Document passage
In the following example configuration, there are four node pools, each with different attributes:

pool-1: only the minimum required attributes are specified
pool-2: includes vSphere Datastore
pool-3: includes taints and labels
pool-4: includes all attributes

...
usercluster:
  ...
  workernode:
    cpus: 4
    memorymb: 8192
    replicas: 3
  # (Optional) Node pools with customizable labels, taints, etc.
  nodepools:
    - name: pool-1
      cpus: 4
      memorymb: 8192
      replicas: 5
    - name: pool-2
      cpus: 8
      memorymb: 16384
      replicas: 3
      vsphere:
        datastore: my_datastore
    - name: pool-3
      cpus: 4
      memorymb: 8192
      replicas: 5
      taints:
        - key: "example-key"
          effect: NoSchedule
      labels:
        environment: production
        app: nginx
    - name: pool-4
      cpus: 8
      memorymb: 16384
      replicas: 3
      taints:
        - key: "my_key"
          value: my_value1
          effect: NoExecute
      labels:
        environment: test
      vsphere:
        datastore: my_datastore
...

View a complete example of the user cluster configuration file.

Troubleshooting

In general, the gkectl update cluster command provides specifics when it fails. If the command succeeded and you don't see the nodes, you can troubleshoot with the Diagnosing cluster issues guide.
It is possible that there are insufficient cluster resources like a lack of available IP addresses during node pool creation or update. See the Resizing a user cluster topic for details about verifying that IP addresses are available.
You can also review the general Troubleshooting guide.
Won't proceed past Creating node MachineDeployment(s) in user cluster….

It can take a while to create or update the node pools in your user cluster. However, if the wait time is extremely long and you suspect that something might have failed, you can run the following commands:
1. Run kubectl get nodes to obtain the state of your nodes.
2. For any nodes that are not ready, run kubectl describe node [node_name] to obtain details.

Information supplied
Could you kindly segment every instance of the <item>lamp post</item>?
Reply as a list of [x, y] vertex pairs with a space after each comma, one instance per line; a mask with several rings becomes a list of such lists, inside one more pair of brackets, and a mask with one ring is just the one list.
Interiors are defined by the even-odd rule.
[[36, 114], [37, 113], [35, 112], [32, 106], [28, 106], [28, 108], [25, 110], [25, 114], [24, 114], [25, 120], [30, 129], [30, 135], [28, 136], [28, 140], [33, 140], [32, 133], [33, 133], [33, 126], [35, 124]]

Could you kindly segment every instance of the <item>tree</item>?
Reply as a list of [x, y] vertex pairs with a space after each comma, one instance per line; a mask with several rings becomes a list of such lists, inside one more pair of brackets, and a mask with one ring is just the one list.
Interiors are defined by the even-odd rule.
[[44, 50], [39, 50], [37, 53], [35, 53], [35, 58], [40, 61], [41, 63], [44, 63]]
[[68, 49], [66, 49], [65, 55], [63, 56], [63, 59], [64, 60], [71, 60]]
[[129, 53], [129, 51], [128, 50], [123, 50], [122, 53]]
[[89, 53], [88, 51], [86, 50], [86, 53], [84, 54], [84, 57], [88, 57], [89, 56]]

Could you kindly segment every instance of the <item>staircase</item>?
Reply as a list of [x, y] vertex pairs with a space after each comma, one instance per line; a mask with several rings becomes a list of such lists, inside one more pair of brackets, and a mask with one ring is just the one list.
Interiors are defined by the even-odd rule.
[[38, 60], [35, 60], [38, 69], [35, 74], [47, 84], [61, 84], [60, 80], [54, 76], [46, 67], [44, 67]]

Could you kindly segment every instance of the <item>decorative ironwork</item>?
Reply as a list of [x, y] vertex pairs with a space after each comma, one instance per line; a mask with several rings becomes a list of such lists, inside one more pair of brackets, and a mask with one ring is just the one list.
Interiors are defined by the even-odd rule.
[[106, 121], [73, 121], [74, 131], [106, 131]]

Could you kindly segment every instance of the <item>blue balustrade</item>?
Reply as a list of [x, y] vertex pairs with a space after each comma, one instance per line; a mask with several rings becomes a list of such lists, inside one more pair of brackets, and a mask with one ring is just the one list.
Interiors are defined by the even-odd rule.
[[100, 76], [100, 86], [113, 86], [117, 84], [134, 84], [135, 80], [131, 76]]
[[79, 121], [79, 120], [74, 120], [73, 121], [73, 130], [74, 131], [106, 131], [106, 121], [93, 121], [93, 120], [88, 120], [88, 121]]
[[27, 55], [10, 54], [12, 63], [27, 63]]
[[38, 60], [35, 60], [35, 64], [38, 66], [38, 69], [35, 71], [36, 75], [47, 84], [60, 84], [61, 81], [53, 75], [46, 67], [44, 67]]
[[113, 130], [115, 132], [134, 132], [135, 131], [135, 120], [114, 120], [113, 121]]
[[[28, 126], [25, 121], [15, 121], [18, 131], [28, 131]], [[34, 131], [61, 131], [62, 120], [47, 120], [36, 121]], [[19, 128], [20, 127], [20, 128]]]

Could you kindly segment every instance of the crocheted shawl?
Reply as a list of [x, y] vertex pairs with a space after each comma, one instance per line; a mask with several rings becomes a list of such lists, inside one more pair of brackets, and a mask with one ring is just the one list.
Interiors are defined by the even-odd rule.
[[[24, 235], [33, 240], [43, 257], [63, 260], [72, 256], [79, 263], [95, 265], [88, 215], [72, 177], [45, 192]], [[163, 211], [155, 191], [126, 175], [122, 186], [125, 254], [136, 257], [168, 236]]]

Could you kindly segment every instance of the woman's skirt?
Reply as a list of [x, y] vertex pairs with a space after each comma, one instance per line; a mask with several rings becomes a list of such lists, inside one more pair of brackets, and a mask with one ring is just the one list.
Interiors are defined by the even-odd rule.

Exercise requirements
Please mark each statement yes or no against the node pool configuration text, quoting the exact words that settle it. 1. pool-3 has a taint whose effect is NoExecute. 2. pool-2 and pool-4 use the same vSphere datastore. 3. If the command succeeded but the nodes do not appear, the text points to the Diagnosing cluster issues guide.

Answer space
1. No: "effect: NoSchedule"
2. Yes: "datastore: my_datastore" appears under both pool-2 and pool-4.
3. Yes: "If the command succeeded and you don't see the nodes, you can troubleshoot with the Diagnosing cluster issues guide."